Supplied records:
--------

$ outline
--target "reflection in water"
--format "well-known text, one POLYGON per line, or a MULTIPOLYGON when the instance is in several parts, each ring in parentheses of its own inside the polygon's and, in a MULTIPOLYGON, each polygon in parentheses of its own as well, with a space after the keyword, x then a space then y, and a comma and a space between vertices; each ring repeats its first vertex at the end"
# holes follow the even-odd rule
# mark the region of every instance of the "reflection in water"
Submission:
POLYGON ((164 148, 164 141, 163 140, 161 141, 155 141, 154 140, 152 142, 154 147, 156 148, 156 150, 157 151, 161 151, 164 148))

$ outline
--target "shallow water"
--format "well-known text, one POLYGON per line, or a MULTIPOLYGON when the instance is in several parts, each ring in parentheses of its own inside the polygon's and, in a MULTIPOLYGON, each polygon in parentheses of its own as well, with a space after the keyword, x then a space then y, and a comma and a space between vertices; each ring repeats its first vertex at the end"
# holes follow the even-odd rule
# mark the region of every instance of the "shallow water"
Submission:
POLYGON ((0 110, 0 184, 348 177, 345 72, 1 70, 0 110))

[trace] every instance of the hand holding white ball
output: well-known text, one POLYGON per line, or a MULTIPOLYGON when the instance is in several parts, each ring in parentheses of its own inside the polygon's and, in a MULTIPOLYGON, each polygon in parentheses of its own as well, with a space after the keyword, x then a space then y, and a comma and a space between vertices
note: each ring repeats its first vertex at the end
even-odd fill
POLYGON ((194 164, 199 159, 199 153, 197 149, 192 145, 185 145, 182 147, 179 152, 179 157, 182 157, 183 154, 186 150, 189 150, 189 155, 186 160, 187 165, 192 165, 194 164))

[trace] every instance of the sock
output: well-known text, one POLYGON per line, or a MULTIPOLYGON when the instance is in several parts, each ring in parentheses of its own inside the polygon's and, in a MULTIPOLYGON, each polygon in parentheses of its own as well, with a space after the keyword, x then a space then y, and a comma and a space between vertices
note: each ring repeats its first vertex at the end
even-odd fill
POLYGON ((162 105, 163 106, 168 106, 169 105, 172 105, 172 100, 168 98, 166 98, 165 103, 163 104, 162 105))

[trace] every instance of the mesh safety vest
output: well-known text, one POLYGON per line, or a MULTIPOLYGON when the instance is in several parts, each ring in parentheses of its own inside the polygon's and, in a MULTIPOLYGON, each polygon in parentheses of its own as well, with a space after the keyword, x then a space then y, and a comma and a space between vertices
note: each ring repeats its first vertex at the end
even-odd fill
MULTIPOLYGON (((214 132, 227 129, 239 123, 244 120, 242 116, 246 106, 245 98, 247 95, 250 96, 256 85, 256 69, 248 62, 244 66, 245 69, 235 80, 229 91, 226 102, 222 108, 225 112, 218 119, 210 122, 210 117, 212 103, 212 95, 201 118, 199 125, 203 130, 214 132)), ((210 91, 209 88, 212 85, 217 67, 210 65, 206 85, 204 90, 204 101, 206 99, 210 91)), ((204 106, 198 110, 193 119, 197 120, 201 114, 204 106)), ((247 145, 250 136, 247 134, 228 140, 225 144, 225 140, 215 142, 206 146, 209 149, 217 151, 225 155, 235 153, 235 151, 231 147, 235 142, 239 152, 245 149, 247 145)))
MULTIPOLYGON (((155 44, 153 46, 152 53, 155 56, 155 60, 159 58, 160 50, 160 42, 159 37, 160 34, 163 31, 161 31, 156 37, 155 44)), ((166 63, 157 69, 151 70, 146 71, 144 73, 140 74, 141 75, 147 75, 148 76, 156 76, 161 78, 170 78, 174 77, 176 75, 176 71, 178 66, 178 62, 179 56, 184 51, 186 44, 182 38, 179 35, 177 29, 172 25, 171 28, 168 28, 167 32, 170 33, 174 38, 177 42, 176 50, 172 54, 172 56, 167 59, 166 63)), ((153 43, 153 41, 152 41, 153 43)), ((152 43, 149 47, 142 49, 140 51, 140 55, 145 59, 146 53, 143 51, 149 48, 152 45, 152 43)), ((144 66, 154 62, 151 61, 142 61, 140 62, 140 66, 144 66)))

--------

Exercise task: Arrange every line of the entries above as a Markdown table with the columns "Row" and "Line", numbering the rows in order and omitting blank lines.

Answer to the problem:
| Row | Line |
|---|---|
| 1 | $ outline |
| 2 | --target "reflection in water" |
| 3 | --format "well-known text, one POLYGON per line, or a MULTIPOLYGON when the instance is in several parts, each ring in parentheses of its own inside the polygon's and, in a MULTIPOLYGON, each polygon in parentheses of its own as well, with a space after the keyword, x then a space then y, and a comma and a space between vertices; each ring repeats its first vertex at the end" |
| 4 | # holes follow the even-odd rule |
| 5 | # mark the region of every instance of the "reflection in water" |
| 6 | Submission: |
| 7 | POLYGON ((164 148, 164 141, 163 140, 161 141, 155 141, 154 140, 152 142, 154 147, 156 148, 156 150, 157 151, 161 151, 164 148)) |
| 8 | $ outline |
| 9 | --target "shallow water" |
| 10 | --format "well-known text, one POLYGON per line, or a MULTIPOLYGON when the instance is in several parts, each ring in parentheses of its own inside the polygon's and, in a MULTIPOLYGON, each polygon in parentheses of its own as well, with a space after the keyword, x then a space then y, and a comma and a space between vertices; each ring repeats its first vertex at the end" |
| 11 | # holes follow the even-odd rule |
| 12 | # mark the region of every instance of the "shallow water" |
| 13 | Submission: |
| 14 | POLYGON ((0 110, 0 184, 348 177, 345 72, 1 70, 0 110)) |
| 15 | [trace] every instance of the hand holding white ball |
| 16 | output: well-known text, one POLYGON per line, or a MULTIPOLYGON when the instance is in several parts, each ring in parentheses of its own inside the polygon's and, in a MULTIPOLYGON, each polygon in parentheses of its own as well, with a space after the keyword, x then a space then y, and a comma and a space between vertices |
| 17 | note: each ring repeats its first vertex at the end |
| 18 | even-odd fill |
| 19 | POLYGON ((194 164, 199 159, 199 153, 197 149, 192 145, 185 145, 182 147, 179 152, 179 157, 182 157, 183 154, 186 150, 189 150, 189 155, 186 160, 187 165, 192 165, 194 164)) |
| 20 | [trace] every instance of the sock |
| 21 | output: well-known text, one POLYGON per line, or a MULTIPOLYGON when the instance is in several parts, each ring in parentheses of its own inside the polygon's and, in a MULTIPOLYGON, each polygon in parentheses of its own as well, with a space after the keyword, x then a space then y, and a comma and a space between vertices |
| 22 | note: each ring repeats its first vertex at the end |
| 23 | even-odd fill |
| 24 | POLYGON ((162 105, 163 106, 168 106, 169 105, 172 105, 172 100, 168 98, 166 98, 165 103, 163 104, 162 105)) |
| 25 | [trace] every instance of the mesh safety vest |
| 26 | output: well-known text, one POLYGON per line, or a MULTIPOLYGON when the instance is in several parts, each ring in parentheses of its own inside the polygon's and, in a MULTIPOLYGON, each polygon in parentheses of its own as well, with a space after the keyword, x then a space then y, and a comma and a space between vertices |
| 27 | note: each ring repeats its first vertex at the end |
| 28 | even-odd fill |
| 29 | MULTIPOLYGON (((214 132, 227 129, 239 123, 244 120, 242 116, 246 106, 245 98, 247 95, 250 96, 256 85, 256 69, 248 62, 244 66, 245 69, 235 80, 229 91, 226 102, 222 108, 225 112, 218 119, 210 122, 210 117, 212 103, 212 95, 201 118, 199 125, 203 130, 214 132)), ((210 91, 209 88, 212 85, 217 67, 210 65, 206 85, 204 90, 204 101, 206 99, 210 91)), ((204 106, 198 110, 193 119, 197 120, 201 114, 204 106)), ((247 145, 250 136, 247 134, 228 140, 225 144, 225 140, 215 142, 206 146, 209 149, 217 151, 225 155, 235 153, 235 151, 231 147, 235 142, 239 152, 245 149, 247 145))) |
| 30 | MULTIPOLYGON (((155 44, 153 46, 152 53, 155 56, 155 60, 159 58, 160 50, 160 42, 159 37, 160 34, 163 31, 161 31, 156 37, 155 44)), ((166 63, 157 69, 151 70, 146 71, 144 73, 140 74, 141 75, 147 75, 148 76, 156 76, 161 78, 170 78, 174 77, 176 75, 176 71, 178 66, 178 62, 179 56, 184 51, 186 44, 182 38, 179 35, 177 29, 172 25, 171 28, 168 28, 167 32, 170 33, 174 38, 177 42, 176 50, 172 54, 172 56, 167 59, 166 63)), ((153 43, 153 41, 152 41, 153 43)), ((152 43, 149 47, 142 49, 140 51, 140 55, 145 59, 146 53, 143 51, 149 48, 152 45, 152 43)), ((144 66, 154 62, 151 61, 142 61, 140 62, 140 66, 144 66))) |